TASK DIRECTIONS >> Give all of the data below again exactly, and drop the images.

TASK DATA >>

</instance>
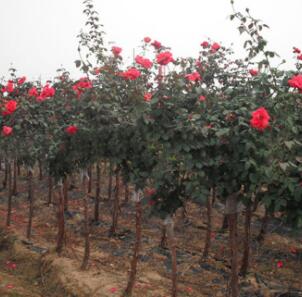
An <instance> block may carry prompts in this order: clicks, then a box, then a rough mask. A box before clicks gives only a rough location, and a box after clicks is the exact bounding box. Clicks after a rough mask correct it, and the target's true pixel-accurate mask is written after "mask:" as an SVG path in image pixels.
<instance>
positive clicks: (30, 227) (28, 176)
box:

WRITTEN RESPONSE >>
</instance>
An <instance> block may carry prompts in this order: clicks, then a box, then a rough mask. A box before clicks gives only a rough location, and a box after clicks is the exact bounding box. Clicks after a rough mask correct it, and the target's true pixel-accurate mask is written after "mask:" as an SVG path in image pixels.
<instance>
positive clicks: (30, 227) (28, 176)
box:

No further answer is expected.